Rows from a pointing dataset
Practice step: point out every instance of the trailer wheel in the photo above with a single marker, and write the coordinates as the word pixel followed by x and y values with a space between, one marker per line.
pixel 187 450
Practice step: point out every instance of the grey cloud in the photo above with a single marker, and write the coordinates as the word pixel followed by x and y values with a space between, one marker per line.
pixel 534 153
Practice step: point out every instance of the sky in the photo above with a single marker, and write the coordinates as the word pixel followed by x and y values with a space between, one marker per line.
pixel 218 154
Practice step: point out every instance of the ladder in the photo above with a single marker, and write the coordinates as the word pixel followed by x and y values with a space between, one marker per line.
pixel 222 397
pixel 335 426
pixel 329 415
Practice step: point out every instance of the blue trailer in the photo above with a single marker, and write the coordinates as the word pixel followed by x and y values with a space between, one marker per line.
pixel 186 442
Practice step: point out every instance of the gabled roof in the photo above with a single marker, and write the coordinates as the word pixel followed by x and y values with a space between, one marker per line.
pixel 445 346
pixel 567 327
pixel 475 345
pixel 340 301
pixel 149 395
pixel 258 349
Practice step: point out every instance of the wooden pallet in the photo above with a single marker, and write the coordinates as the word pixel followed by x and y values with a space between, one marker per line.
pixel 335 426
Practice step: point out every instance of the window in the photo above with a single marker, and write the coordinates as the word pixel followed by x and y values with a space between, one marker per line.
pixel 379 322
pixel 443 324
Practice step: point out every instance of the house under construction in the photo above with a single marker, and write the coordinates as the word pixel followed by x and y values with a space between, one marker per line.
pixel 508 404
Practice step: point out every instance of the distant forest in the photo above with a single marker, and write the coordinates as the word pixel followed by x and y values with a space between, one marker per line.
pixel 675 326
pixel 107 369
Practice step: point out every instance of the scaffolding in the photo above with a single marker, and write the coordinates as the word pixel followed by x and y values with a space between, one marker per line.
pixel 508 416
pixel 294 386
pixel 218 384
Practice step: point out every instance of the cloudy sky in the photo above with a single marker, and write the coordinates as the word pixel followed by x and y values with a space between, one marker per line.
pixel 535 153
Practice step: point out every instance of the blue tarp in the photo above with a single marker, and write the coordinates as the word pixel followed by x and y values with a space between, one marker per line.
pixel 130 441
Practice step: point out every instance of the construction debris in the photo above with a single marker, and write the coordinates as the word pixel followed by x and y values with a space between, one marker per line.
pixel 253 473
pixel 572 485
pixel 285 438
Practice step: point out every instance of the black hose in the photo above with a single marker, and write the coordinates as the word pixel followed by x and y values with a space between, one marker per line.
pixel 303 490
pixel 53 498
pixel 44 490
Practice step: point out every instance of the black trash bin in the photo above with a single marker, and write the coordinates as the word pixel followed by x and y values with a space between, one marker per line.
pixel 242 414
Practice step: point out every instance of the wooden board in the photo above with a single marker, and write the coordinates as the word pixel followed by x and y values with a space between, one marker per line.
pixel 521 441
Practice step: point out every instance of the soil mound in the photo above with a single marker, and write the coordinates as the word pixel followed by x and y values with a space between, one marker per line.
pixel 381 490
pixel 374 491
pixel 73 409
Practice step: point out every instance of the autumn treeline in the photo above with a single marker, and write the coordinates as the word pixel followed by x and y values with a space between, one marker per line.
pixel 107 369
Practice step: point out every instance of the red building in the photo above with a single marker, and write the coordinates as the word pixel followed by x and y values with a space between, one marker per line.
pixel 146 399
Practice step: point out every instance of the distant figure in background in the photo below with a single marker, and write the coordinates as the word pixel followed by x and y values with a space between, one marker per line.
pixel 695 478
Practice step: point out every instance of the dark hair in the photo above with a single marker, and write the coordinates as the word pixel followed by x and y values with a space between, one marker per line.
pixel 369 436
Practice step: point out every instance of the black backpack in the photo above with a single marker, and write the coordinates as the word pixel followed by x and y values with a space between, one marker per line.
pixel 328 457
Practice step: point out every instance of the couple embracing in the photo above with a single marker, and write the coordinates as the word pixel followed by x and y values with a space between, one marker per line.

_Prompt_
Please copy the data from the line with "Practice step: point out every instance of the black backpack" up to and including the line with "pixel 328 457" in full, shifting every pixel coordinate in the answers by -98.

_Solved problem_
Practice step: point out every instance of the black backpack in the photo above with a single marker, and write the coordinates as the word pixel followed by x and y values with a space between, one marker per line.
pixel 230 359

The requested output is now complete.